-- Opening Marker --

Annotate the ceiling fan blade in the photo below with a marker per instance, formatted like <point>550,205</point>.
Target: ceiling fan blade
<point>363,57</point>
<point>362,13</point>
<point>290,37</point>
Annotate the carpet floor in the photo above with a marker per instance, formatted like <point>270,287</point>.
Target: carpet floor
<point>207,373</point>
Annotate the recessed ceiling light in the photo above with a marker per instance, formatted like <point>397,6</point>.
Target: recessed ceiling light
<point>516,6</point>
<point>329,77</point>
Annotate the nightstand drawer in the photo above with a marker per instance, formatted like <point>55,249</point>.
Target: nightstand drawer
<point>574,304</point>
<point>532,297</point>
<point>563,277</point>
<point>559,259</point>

-- Closing Marker --

=== What you should do ===
Type the whole listing again, unaltered.

=== Answer to the problem ===
Annotate the ceiling fan blade in the photo below with a marker per instance, formatted like <point>550,205</point>.
Target: ceiling fan blade
<point>363,57</point>
<point>362,13</point>
<point>290,37</point>
Annotate the carpet floor in the photo above with a marker per instance, formatted like <point>270,287</point>.
Target: carpet floor
<point>207,373</point>
Annotate the recessed ceiling light in the photo above with a marker per instance, formatted like <point>397,6</point>.
Target: recessed ceiling light
<point>516,6</point>
<point>329,77</point>
Annotate the nightstand drawer in the photo above with a marker per instance, formatted like <point>55,249</point>.
Target: nightstand drawer
<point>574,304</point>
<point>532,297</point>
<point>563,277</point>
<point>559,259</point>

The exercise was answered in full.